EXERCISE INSTRUCTIONS:
Omit all pictures, then repeat the listing exactly.

[INPUT MATERIAL — start]

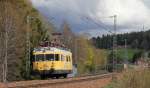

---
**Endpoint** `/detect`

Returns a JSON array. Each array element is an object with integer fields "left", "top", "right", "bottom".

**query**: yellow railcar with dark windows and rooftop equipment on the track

[{"left": 32, "top": 47, "right": 72, "bottom": 78}]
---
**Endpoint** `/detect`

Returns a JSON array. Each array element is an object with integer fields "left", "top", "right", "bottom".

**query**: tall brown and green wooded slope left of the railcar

[{"left": 0, "top": 0, "right": 53, "bottom": 81}]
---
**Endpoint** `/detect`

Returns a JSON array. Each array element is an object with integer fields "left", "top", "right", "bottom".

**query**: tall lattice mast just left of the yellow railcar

[{"left": 26, "top": 16, "right": 31, "bottom": 78}]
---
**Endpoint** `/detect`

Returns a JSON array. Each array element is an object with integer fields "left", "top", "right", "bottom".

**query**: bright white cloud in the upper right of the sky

[{"left": 97, "top": 0, "right": 150, "bottom": 25}]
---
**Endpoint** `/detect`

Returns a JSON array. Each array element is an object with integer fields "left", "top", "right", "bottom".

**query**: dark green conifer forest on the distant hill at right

[{"left": 92, "top": 30, "right": 150, "bottom": 50}]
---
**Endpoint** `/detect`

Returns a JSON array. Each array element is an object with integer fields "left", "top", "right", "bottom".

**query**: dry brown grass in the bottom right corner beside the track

[{"left": 114, "top": 69, "right": 150, "bottom": 88}]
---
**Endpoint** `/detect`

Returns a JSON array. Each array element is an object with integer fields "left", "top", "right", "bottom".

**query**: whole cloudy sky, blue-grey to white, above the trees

[{"left": 31, "top": 0, "right": 150, "bottom": 36}]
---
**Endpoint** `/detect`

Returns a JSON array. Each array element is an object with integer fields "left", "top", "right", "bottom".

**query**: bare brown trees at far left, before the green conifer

[{"left": 0, "top": 0, "right": 24, "bottom": 81}]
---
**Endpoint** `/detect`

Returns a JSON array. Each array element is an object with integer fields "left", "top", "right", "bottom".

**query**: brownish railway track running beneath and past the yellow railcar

[{"left": 6, "top": 73, "right": 114, "bottom": 88}]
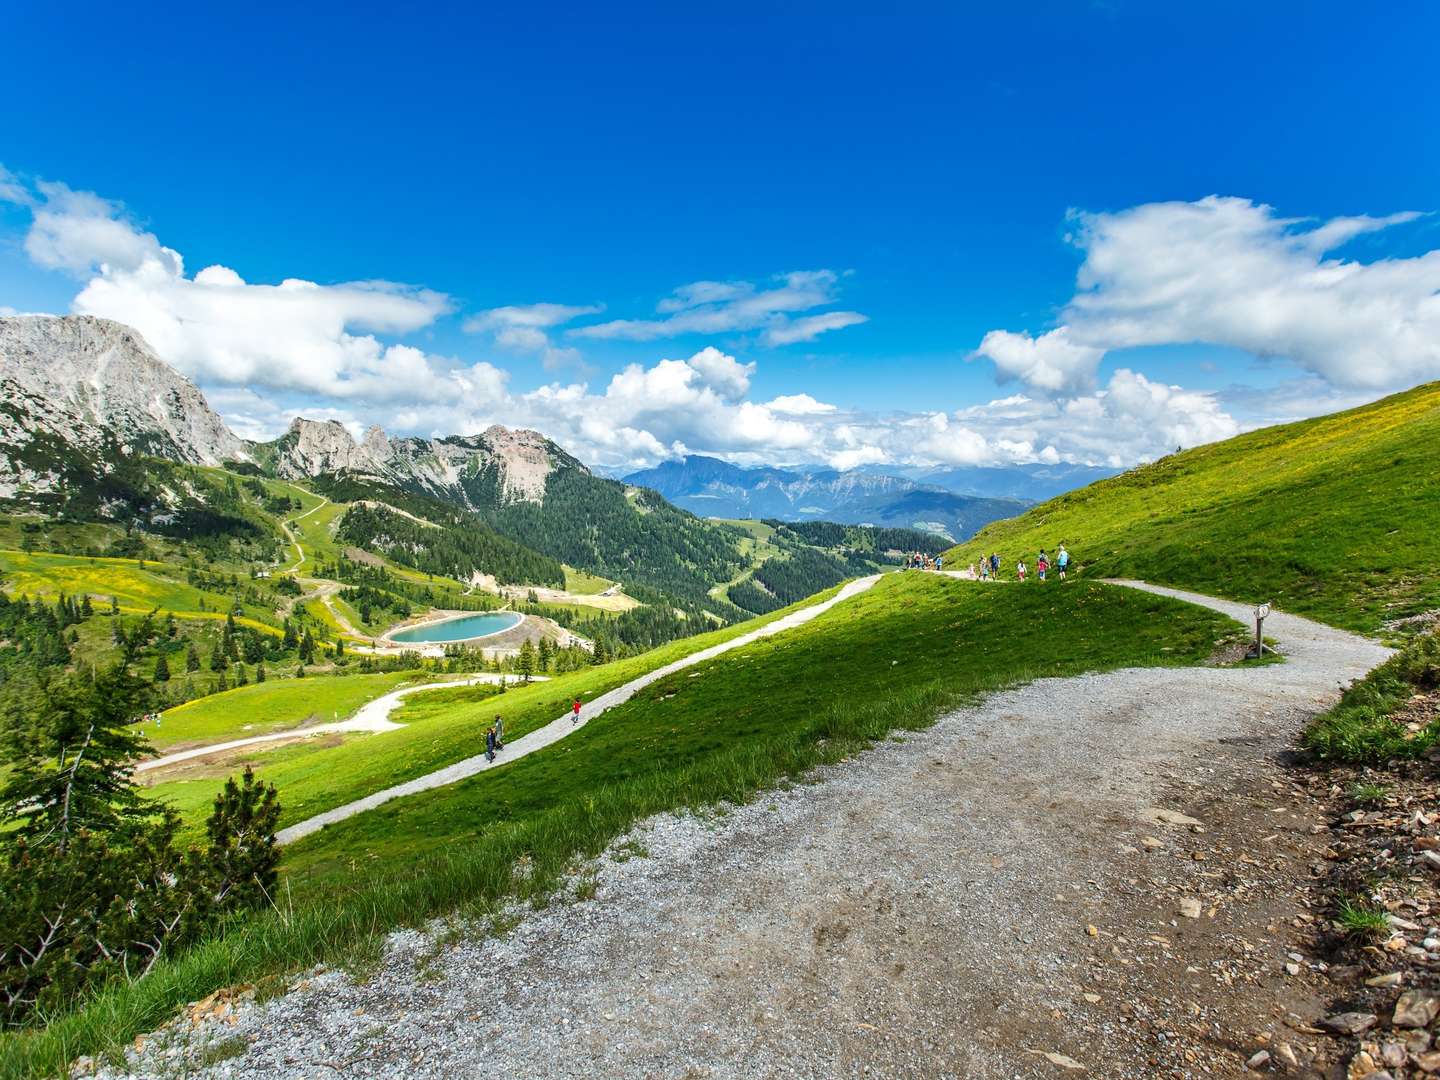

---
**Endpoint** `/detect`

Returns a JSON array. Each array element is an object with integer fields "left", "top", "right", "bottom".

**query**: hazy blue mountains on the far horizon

[{"left": 625, "top": 454, "right": 1048, "bottom": 540}]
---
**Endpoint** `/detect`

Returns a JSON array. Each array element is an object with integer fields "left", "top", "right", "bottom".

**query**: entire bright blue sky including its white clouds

[{"left": 0, "top": 3, "right": 1440, "bottom": 465}]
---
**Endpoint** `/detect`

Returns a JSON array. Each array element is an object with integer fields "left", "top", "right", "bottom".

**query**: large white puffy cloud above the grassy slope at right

[{"left": 976, "top": 196, "right": 1440, "bottom": 390}]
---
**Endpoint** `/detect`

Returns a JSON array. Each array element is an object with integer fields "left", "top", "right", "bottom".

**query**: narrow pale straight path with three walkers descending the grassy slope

[{"left": 275, "top": 575, "right": 880, "bottom": 844}]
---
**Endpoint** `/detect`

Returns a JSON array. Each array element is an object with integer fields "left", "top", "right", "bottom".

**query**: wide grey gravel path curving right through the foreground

[{"left": 104, "top": 585, "right": 1387, "bottom": 1080}]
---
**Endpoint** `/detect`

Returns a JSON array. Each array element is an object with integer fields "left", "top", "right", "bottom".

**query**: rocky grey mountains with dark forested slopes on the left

[{"left": 0, "top": 315, "right": 950, "bottom": 616}]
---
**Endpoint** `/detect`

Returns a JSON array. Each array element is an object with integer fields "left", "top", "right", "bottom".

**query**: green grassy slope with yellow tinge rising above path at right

[{"left": 946, "top": 383, "right": 1440, "bottom": 632}]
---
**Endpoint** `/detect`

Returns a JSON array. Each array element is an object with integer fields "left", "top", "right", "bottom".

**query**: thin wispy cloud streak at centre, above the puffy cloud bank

[{"left": 569, "top": 269, "right": 865, "bottom": 346}]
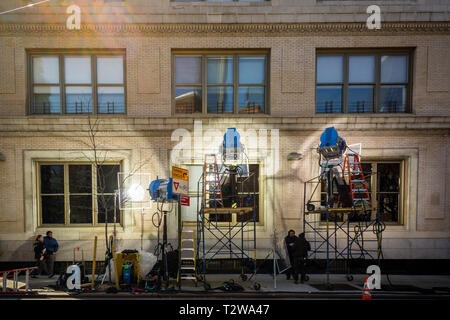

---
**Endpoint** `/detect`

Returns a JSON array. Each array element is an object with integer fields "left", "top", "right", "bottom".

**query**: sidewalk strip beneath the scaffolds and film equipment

[{"left": 0, "top": 274, "right": 450, "bottom": 299}]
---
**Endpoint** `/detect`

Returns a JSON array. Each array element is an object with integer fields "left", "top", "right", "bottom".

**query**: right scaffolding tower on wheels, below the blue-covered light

[{"left": 303, "top": 153, "right": 385, "bottom": 285}]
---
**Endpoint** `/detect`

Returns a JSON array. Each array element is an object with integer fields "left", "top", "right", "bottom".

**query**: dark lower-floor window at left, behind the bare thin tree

[{"left": 39, "top": 163, "right": 120, "bottom": 226}]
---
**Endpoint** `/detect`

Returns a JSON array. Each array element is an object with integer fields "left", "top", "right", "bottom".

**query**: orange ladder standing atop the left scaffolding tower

[{"left": 202, "top": 154, "right": 223, "bottom": 208}]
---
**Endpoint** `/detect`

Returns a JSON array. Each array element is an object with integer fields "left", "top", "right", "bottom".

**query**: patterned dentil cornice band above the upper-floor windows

[{"left": 0, "top": 22, "right": 450, "bottom": 35}]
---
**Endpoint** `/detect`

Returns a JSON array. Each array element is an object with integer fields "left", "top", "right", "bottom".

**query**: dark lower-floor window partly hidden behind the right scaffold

[{"left": 321, "top": 161, "right": 404, "bottom": 223}]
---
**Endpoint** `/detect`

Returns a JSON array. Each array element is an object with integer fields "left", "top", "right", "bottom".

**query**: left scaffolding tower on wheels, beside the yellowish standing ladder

[{"left": 197, "top": 155, "right": 258, "bottom": 274}]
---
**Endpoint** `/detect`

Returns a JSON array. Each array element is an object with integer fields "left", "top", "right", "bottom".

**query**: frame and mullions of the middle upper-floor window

[{"left": 171, "top": 49, "right": 270, "bottom": 117}]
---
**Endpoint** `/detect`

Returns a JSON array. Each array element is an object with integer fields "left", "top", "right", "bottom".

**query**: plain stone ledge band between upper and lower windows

[{"left": 0, "top": 115, "right": 450, "bottom": 136}]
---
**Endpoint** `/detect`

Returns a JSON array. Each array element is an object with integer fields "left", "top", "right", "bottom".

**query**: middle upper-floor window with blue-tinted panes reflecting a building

[{"left": 174, "top": 53, "right": 267, "bottom": 114}]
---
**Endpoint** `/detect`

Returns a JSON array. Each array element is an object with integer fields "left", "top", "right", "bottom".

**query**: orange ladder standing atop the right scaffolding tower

[{"left": 342, "top": 153, "right": 372, "bottom": 209}]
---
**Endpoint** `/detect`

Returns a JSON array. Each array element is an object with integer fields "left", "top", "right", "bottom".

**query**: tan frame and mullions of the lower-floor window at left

[{"left": 36, "top": 161, "right": 123, "bottom": 228}]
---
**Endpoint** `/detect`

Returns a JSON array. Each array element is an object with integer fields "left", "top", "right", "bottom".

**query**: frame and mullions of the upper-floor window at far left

[{"left": 27, "top": 49, "right": 127, "bottom": 116}]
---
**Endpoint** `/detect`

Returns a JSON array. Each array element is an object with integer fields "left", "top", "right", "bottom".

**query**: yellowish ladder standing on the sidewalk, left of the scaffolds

[{"left": 177, "top": 222, "right": 198, "bottom": 288}]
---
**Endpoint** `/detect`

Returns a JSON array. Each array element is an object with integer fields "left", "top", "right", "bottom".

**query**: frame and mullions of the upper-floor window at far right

[{"left": 314, "top": 48, "right": 414, "bottom": 115}]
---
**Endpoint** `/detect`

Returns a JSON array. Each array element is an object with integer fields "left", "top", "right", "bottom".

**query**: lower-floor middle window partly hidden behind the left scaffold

[{"left": 181, "top": 164, "right": 260, "bottom": 222}]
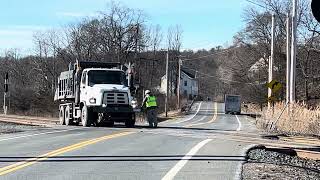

[INPUT MATERIAL — finish]

REPLY:
---
**Endpoint** `/detect`

Returns a JSON array. Each array element is an object with integer fields "left", "top", "right", "bottom".

**query**: yellow railcar with dark windows and rooftop equipment on the track

[{"left": 32, "top": 47, "right": 72, "bottom": 78}]
---
**Endpoint** `/detect`

Returns a JSON array. Each array element is an object with integer fields "left", "top", "right", "bottom".

**query**: tall brown and green wooded slope left of the railcar

[{"left": 0, "top": 0, "right": 53, "bottom": 81}]
---
**Endpoint** `/detect`

Returns a JSON array. Each array element is an object with integer fields "left", "top", "right", "bottom".

**query**: tall lattice mast just left of the yellow railcar

[{"left": 26, "top": 16, "right": 31, "bottom": 78}]
---
**Endpoint** `/detect`

Returns a JSON array. Each array element is an object with integer fields "left", "top", "right", "bottom".

**query**: bright white cloud in the upper right of the sky

[{"left": 97, "top": 0, "right": 150, "bottom": 25}]
---
**Endpoint** `/detect`

Returns a JSON array. Each array element is an object with integer fields "left", "top", "right", "bottom".

**query**: dark green conifer forest on the distant hill at right

[{"left": 92, "top": 30, "right": 150, "bottom": 50}]
---
**Endpoint** `/detect`

Returns a JSON array. Each array element is an object with integer fields "left", "top", "right", "bottom".

**query**: dry brown grass in the bottom right corner beside the track

[{"left": 114, "top": 69, "right": 150, "bottom": 88}]
---
**Endpoint** `/detect`

Returns a JSON array. Each array element is an object with integer fields "left", "top", "right", "bottom".

**query**: whole cloudy sky, blue-grey to white, above the trees

[{"left": 31, "top": 0, "right": 150, "bottom": 36}]
---
**Endpoint** `/detect`

Returns a JSON array. Each array element is an object with integer fields "left", "top", "right", "bottom".

**query**: bare brown trees at far left, before the green conifer

[{"left": 0, "top": 0, "right": 24, "bottom": 81}]
---
**Endpoint** `/detect`

Returns a JSON array. Each array element is an object with integer fields "left", "top", "right", "bottom".

**query**: brownish railway track running beneath and past the yellow railcar

[{"left": 6, "top": 73, "right": 114, "bottom": 88}]

---
**Endpoint** `/detect`

Returns a JSON array. Each array element is an object with integer fields "left", "top", "right", "bottom".

**query**: hazy blue mountains on the far horizon

[{"left": 625, "top": 454, "right": 1048, "bottom": 540}]
---
**Endpoint** `/detect`

Returns a JSON array. Each array element is an object with integer fields "left", "top", "right", "bottom".

**query**: entire bright blue sky including its white clouds

[{"left": 0, "top": 3, "right": 1440, "bottom": 465}]
---
**Endpoint** `/detect`

Returns a JSON array. Each array element is an object with integer fields "left", "top", "right", "bottom".

**query**: large white puffy cloud above the grassy slope at right

[{"left": 976, "top": 196, "right": 1440, "bottom": 390}]
---
**Endpoint** `/detect`

Returns a JSON array. Each array element is an object with integer fields "left", "top", "right", "bottom".

**query**: narrow pale straight path with three walkers descending the grassy slope

[{"left": 275, "top": 575, "right": 880, "bottom": 844}]
---
**Endpoint** `/detect`

Returns a JSON array. Each array element is an object with integer fields "left", "top", "right", "bottom".

**query**: wide grey gravel path curving right through the foreground

[{"left": 104, "top": 585, "right": 1387, "bottom": 1080}]
---
**Endpoint** `/detect`

Returns a JSON array. Each array element is an object with integer fields "left", "top", "right", "bottom".

**query**: rocky grey mountains with dark forested slopes on the left

[{"left": 0, "top": 315, "right": 950, "bottom": 616}]
---
**Endpoint** `/detect`

Returns a JSON array. Each array element is an object with integer fields "left", "top", "right", "bottom".

**query**: green grassy slope with yellow tinge rising above path at right

[{"left": 946, "top": 383, "right": 1440, "bottom": 632}]
---
**Endpoint** `/detect`

Returns a JSON array. Each array element is an object with integer fields "left", "top", "right", "bottom".

**query**: thin wispy cloud streak at centre, above the puffy cloud bank

[{"left": 569, "top": 269, "right": 865, "bottom": 346}]

---
**Endpoint** `/detect`

Returns a JSON array. Each array element is an object with integer fields "left", "top", "right", "bottom".

**query**: sidewalk strip beneath the scaffolds and film equipment

[{"left": 0, "top": 274, "right": 450, "bottom": 299}]
---
**Endpoint** `/detect`

Returns a JSON array. Each array element is an object with integer fields "left", "top", "right", "bottom".

**query**: right scaffolding tower on wheels, below the blue-covered light

[{"left": 303, "top": 153, "right": 385, "bottom": 285}]
---
**Endpoint** `/detect`

Returns a JSON array. Each array element is an object with integer fields "left", "top", "right", "bottom".

**query**: dark lower-floor window at left, behind the bare thin tree

[{"left": 39, "top": 163, "right": 120, "bottom": 226}]
---
**Endpoint** `/detect`

Returns a JSON array. Each array element is an object with integer fields "left", "top", "right", "bottom".

**query**: orange ladder standing atop the left scaffolding tower

[{"left": 202, "top": 154, "right": 223, "bottom": 208}]
---
**Endpoint** `/detect`

Returns a JSON array. Each array element is an object with integer fields "left", "top", "right", "bottom".

**query**: patterned dentil cornice band above the upper-floor windows

[{"left": 0, "top": 22, "right": 450, "bottom": 35}]
---
**Endpoint** `/detect`

Returns a JSON array. Each array element is an object with integer fields "left", "top", "right", "bottom".

**query**: dark lower-floor window partly hidden behind the right scaffold

[{"left": 321, "top": 161, "right": 404, "bottom": 223}]
---
**Endpoint** `/detect`

Returns a JSON array. Each array element is an object with integer fields "left", "top", "right", "bottom".

**query**: left scaffolding tower on wheels, beside the yellowish standing ladder

[{"left": 197, "top": 155, "right": 258, "bottom": 274}]
---
**Endpoint** `/detect`

Returns a JSON array. Each array element is an object with integer fields "left", "top", "right", "bottom".

**query**: frame and mullions of the middle upper-floor window

[{"left": 171, "top": 49, "right": 270, "bottom": 117}]
---
**Endpoint** `/detect`

Returns a JSON array. Each array element is an object with integer fields "left", "top", "right", "bottom".

**query**: plain stone ledge band between upper and lower windows

[{"left": 0, "top": 115, "right": 450, "bottom": 136}]
---
**Endpoint** `/detect`

Returns a JSON array. Each array element is an object with integer fields "left", "top", "right", "bottom".

**query**: middle upper-floor window with blue-tinted panes reflecting a building

[{"left": 174, "top": 53, "right": 267, "bottom": 114}]
---
**Endpoint** `/detect`

Returns a JSON array. Each array element is an object with integer fields "left", "top", "right", "bottom".

**query**: orange ladder standing atop the right scaffolding tower

[{"left": 342, "top": 153, "right": 372, "bottom": 209}]
---
**Endpoint** `/detect`

Returns a JSON array. Each array element is an object with integer fields "left", "top", "right", "bottom".

**query**: tan frame and mullions of the lower-floor window at left

[{"left": 36, "top": 161, "right": 123, "bottom": 228}]
---
**Endpoint** `/detect`

Returns a JSON array. Each array element is an object with integer fields "left", "top", "right", "bottom".

**query**: frame and mullions of the upper-floor window at far left

[{"left": 27, "top": 49, "right": 127, "bottom": 116}]
---
**Endpoint** `/detect`

Returns a JSON array. Each array element is an object with integer fields "left", "top", "right", "bottom".

**query**: yellowish ladder standing on the sidewalk, left of the scaffolds

[{"left": 177, "top": 222, "right": 198, "bottom": 288}]
---
**Endpoint** `/detect`

Returns a JSON array. Each array element is an object with integer fields "left", "top", "right", "bottom".

**query**: frame and mullions of the upper-floor window at far right

[{"left": 314, "top": 48, "right": 414, "bottom": 115}]
---
**Endpoint** `/detect`

Returns a JSON array. Each array element is an object with integer fields "left", "top", "right", "bottom".

**query**: lower-floor middle window partly hidden behind the left scaffold

[{"left": 181, "top": 164, "right": 260, "bottom": 222}]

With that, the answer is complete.